BEGIN Listing

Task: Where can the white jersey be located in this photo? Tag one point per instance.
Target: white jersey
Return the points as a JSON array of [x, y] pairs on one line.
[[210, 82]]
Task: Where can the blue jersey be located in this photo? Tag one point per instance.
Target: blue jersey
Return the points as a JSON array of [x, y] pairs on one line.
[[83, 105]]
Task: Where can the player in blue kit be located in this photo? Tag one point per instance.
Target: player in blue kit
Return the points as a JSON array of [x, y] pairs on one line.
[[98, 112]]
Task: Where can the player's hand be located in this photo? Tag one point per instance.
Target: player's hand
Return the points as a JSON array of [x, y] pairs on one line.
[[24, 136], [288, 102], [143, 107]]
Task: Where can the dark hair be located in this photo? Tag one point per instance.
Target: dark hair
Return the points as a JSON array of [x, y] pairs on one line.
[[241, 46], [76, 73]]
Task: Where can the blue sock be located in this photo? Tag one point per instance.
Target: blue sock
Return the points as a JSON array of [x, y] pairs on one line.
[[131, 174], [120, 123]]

END Listing

Rewrite all of the entries above, replacing "Tag" with "Mark" and leaving everything else unchanged.

Task: Where can the white jersey be located in this photo? Mark one point per instance.
Target: white jersey
Return the points as a JSON array of [x, y] pairs on one line.
[[210, 82]]
Task: Where can the blue jersey be located in this photo? Mark one point per instance.
Target: blue jersey
Return the points as a JSON array of [x, y] pairs on one line.
[[83, 105]]
Task: Where can the player in blue kit be located in this photo? Mark one point per instance.
Target: player in blue kit
Return the points as a JSON array of [x, y] pairs on one line.
[[98, 112]]
Task: Where can the player's hand be located in this photo? Mark one point per instance.
Target: player's hand
Return the points as a JSON array of [x, y] pairs on one line.
[[24, 136], [288, 102], [143, 107]]
Task: Where can the dark hair be located in this photo? Mark one point per instance.
Target: dark hair
Return the points as a JSON array of [x, y] pairs on one line.
[[241, 46], [76, 73]]
Task: Where can the blue sock be located in this photo? Mark one point per instance.
Target: blue sock
Return the points as a JSON array of [x, y] pairs on one line.
[[131, 174], [120, 123]]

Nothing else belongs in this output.